### [Required work]
Rewrite the lines from the line containing "Where can the flower lip" through the line containing "(1006, 210)", substituting "curb" for "kerb" and leaving all other text unchanged.

Position annotation lines
----

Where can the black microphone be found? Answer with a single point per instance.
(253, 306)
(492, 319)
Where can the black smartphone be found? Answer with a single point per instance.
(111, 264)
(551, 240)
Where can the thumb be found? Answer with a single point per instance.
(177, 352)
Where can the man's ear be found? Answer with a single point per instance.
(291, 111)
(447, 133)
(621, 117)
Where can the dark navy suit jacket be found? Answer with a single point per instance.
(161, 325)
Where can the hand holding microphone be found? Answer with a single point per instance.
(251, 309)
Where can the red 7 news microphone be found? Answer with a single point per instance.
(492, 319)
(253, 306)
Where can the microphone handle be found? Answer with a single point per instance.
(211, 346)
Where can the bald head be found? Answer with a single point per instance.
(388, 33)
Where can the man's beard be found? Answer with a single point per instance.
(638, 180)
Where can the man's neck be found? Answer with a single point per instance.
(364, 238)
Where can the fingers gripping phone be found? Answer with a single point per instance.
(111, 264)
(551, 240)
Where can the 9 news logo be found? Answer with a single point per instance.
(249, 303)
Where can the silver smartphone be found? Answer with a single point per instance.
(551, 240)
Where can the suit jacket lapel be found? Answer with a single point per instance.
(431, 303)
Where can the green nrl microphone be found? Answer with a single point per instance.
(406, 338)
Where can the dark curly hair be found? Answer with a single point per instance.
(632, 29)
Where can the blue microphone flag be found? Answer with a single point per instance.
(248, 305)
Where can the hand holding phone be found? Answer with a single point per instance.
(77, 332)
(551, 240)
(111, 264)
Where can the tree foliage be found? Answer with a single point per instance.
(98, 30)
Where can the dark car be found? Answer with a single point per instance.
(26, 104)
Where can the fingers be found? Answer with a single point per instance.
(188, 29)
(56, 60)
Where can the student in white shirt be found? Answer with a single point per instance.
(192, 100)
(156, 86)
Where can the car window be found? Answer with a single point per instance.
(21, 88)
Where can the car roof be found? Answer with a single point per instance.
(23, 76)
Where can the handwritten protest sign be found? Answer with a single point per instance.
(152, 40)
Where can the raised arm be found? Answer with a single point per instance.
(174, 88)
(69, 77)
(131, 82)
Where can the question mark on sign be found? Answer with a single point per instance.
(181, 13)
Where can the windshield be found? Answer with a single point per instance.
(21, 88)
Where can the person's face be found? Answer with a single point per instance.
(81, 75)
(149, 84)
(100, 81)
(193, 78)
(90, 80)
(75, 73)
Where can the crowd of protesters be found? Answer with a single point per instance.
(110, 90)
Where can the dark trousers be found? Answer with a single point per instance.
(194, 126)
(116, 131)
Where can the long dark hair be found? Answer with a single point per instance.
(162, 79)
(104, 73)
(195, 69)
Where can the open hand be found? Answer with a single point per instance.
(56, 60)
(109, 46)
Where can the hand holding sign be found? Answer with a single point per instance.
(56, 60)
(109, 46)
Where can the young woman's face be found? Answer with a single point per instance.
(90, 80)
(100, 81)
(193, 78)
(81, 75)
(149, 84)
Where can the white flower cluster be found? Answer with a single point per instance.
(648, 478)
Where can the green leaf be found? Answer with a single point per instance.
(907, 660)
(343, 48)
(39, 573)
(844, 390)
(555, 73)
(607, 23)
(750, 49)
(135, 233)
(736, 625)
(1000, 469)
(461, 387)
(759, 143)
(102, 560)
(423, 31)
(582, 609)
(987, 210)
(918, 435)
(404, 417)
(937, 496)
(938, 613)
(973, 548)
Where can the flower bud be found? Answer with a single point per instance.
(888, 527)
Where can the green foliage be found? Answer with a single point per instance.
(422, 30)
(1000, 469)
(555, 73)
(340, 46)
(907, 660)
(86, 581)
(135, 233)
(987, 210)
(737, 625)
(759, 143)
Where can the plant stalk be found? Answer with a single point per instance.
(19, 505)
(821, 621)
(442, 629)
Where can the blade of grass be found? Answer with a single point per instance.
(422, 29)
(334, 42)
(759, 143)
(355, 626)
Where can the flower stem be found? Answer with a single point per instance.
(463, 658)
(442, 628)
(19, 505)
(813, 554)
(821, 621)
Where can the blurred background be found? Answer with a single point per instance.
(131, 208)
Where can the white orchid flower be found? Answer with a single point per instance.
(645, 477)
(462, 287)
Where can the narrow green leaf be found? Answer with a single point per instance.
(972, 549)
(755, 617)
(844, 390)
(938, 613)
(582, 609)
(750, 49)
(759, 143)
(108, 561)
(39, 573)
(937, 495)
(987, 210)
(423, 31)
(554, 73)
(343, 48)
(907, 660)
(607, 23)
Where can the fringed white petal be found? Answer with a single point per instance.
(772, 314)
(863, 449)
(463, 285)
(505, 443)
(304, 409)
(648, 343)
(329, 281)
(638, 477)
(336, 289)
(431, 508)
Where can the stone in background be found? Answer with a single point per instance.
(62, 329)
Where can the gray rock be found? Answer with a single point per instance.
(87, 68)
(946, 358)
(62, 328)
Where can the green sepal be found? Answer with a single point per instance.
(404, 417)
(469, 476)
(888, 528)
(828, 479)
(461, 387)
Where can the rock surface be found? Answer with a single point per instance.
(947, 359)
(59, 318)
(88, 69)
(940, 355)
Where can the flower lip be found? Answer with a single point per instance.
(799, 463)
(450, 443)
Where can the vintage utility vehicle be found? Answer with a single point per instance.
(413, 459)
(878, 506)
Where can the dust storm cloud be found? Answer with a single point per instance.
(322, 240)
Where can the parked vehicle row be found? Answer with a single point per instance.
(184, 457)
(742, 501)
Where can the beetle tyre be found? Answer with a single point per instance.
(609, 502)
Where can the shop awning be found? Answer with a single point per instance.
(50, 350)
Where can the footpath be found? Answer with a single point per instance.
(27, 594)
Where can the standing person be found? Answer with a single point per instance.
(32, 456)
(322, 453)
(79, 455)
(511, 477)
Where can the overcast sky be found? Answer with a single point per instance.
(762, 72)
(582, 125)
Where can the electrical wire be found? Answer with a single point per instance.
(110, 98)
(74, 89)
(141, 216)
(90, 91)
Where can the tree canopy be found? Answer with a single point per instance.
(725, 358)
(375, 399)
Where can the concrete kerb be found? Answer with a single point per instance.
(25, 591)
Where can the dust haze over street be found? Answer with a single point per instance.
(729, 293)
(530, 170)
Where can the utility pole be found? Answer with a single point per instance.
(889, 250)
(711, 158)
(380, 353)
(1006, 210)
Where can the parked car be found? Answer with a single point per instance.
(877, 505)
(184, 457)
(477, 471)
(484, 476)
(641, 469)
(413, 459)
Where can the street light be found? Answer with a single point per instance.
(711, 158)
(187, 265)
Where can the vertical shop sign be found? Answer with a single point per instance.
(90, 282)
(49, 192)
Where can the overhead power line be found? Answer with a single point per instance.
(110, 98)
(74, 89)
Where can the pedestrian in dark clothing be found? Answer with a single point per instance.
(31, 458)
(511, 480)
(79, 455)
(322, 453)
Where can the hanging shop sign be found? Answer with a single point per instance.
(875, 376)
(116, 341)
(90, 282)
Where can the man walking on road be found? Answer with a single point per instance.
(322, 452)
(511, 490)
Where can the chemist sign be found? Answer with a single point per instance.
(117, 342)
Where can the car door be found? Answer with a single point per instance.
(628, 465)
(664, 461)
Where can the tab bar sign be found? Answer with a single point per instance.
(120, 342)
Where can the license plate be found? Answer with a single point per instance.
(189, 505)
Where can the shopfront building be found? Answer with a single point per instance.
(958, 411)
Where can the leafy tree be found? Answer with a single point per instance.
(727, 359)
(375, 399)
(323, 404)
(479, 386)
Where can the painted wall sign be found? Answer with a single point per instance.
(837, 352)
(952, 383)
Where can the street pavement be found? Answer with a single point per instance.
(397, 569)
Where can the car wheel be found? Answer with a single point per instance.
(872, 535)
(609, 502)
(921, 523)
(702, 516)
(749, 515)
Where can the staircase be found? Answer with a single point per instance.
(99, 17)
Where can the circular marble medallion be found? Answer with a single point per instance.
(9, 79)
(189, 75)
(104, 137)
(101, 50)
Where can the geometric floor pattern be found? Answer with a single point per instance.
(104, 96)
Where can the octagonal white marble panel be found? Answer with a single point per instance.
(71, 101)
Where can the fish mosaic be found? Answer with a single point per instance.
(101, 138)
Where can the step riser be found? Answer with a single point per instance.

----

### [Worked solution]
Where can the flower lip be found? Answer with a single point per instance.
(799, 463)
(450, 443)
Where can the vintage utility vehicle be found? Answer with a single point per instance.
(413, 459)
(878, 506)
Where can the dust storm cloud be found? Answer with a single point per instance.
(322, 240)
Where can the parked vehicle row be found? Answer with a single point per instance.
(184, 457)
(742, 501)
Where can the beetle tyre be found? Answer with a single point per instance.
(609, 502)
Where can the shop awning be found? Answer with a single point per instance.
(50, 350)
Where can the footpath be found? Answer with a single point per instance.
(27, 594)
Where can the standing person be found? Answer with a single point per instance.
(32, 456)
(322, 453)
(79, 455)
(511, 477)
Where can the overcast sky be found? Answer with a single point per instance.
(762, 72)
(582, 125)
Where can the electrical wire be found? Answer with a single point per instance.
(110, 98)
(74, 89)
(141, 216)
(90, 91)
Where can the tree canopy be found? Answer with a single point per instance.
(725, 358)
(375, 399)
Where can the concrete curb be found? Answer with a single point per instance.
(25, 591)
Where can the dust haze over street be found? Answer with a single point per instance.
(729, 293)
(530, 170)
Where can the utility pole be found? Answer with a single point per instance.
(889, 250)
(711, 158)
(380, 353)
(1006, 210)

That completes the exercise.